═════ TEXTO PARA LEITURA
Outra fonte rica de informações
pouco utilizadas pela historiografia, até pelo seu habitual descarte, são os
cadernos escolares, que recebemos da família da ex-aluna Darcy Motta. São cadernos de diferentes disciplinas com
trabalhos[9]
feitos pela aluna entre 1934 e 1939, que possibilitaram descobrir que a
disciplina Trabalhos de Agulha, da grade curricular desde a Escola Normal da
Corte, ainda era ministrada em 1935, mesmo não constando do currículo
escolanovista e fosse encarada, a partir da década de 1930 quando o movimento feminista
eclode, um trabalho afeito à cultura de submissão da mulher, com o que
concordavam os próceres deste movimento no Brasil. (SANTOS, 2011 a)
Exposição Permanente
Fonte: Acervo pessoal. CEMI. Móveis escolares.
(Década 1930, as cadeiras foram compradas para a UDF)
As provas escolares, outra fonte raramente encontrada nos
acervos escolares, escritas a lápis e corrigidas com lápis de colorir vermelho,
do acervo Maria José de Brito, doadas
pela família da ex-aluna do Instituto de Educação, em 1940, permitem ver a 2ª
guerra mundial de forma idílica, porque a redação deste tema expressa
sentimentos de quem houve falar dela, mas não a conhece. Completamente
diferente dos tempos de hoje onde cada investida bélica cada morte, cada lar
destruído, entra, pela TV em nossas casas, em tempo real. No entanto, o retrato
da 2ª Grande Guerra Mundial, expressiva daquela época, e pouco acessível às
normalistas, ficou nas provas de Português de Maria José.
══════════
═════ BLOCO DE DADOS
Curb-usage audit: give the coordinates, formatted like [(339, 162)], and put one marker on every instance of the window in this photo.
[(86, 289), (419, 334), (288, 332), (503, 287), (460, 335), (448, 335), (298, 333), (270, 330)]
══════════
### [TAREFAS E EXERCÍCIOS]
a – As afirmações a seguir estão de acordo com o texto sobre cadernos e provas escolares? Responda sim ou não para cada uma e cite as palavras exatas do texto que decidem a resposta. (i) Os cadernos de Darcy Motta reúnem trabalhos feitos entre 1934 e 1939. (ii) As provas de Maria José de Brito foram corrigidas com caneta azul. (iii) A disciplina Trabalhos de Agulha fazia parte do currículo escolanovista.
b – Dê sequência ao texto sobre cadernos e provas escolares, escrevendo um ou dois parágrafos que comecem logo após a última frase.
A listagem é um material à parte, sem relação com o texto sobre cadernos e provas escolares.

### [RESPOSTAS]
a –
(i) Sim: "feitos pela aluna entre 1934 e 1939".
(ii) Não: "corrigidas com lápis de colorir vermelho".
(iii) Não: "mesmo não constando do currículo escolanovista".

b –
Pelos livros, quando os
colocamos junto a outros textos, estabelecendo um profícuo diálogo, podemos
imaginar, aula a aula, do programa do Professor-mestre da Cadeira de Música,
Miguel Cardoso, da Escola Normal da Corte, em 1880; não só pela obra, mas
também pelo planejamento[10]
deste professor. Cada solfejo, cada clave, cada nota, traz, nas páginas
amarelecidas do volume, as aulas dele na Escola Normal, situada, então na
Escola Politécnica, no Largo de São Francisco.
Assim, como quando associamos ao livro de
Francisco Venâncio Filho (1945) às “cabecinhas”
que tanto encantam quem visita o CEMI. As “cabecinhas”, provavelmente as mesmas
compradas pela Direção da Instrução Pública para as escolas de 2º Grau como modelos em
gesso de León Chedeville, foram usadas também, como mostra a figura no livro de Venâncio Filho, na
sala de Sociologia da Escola de Professores em 1934.(ibid, 2011e)
Fonte: CEMI Cabeças de gesso com modelos de diversas
etnias (acervo pessoal)
Pelas plantas de
hidráulica, de eletricidade, arquitetônicas, pelos projetos de construção da
escola, desde 1927, quando o terreno foi comprado,[11]
estão registradas cada pequena reforma por que passou o prédio da Rua Mariz e
Barros, 273. Estas plantas, em 2004, iam encher uma caçamba de lixo. Fui eu
mesma quem as escondeu. Elas permitem ver os espaços que a escola ocupava,
assim como a metodologia usada: havia gabinetes para as disciplinas. No pátio
há previsão de uma quadra de tênis, assim como a planta da casa do zelador, com
três quartos e 100 m 2 de construção.
Pelas imagens de inúmeros
retratos podemos observar as atividades feitas pelas crianças usando
metodologia Froebel, durante o período
escolanovista. (década 1940). Tais imagens estiveram escondidas, para sua
preservação e impossibilidade de descarte, no forro do telhado da Pré-Escola,
agora Educação Infantil, e foram encaminhadas à guarda do CEMI em 2006, pelas
professoras deste segmento do ensino.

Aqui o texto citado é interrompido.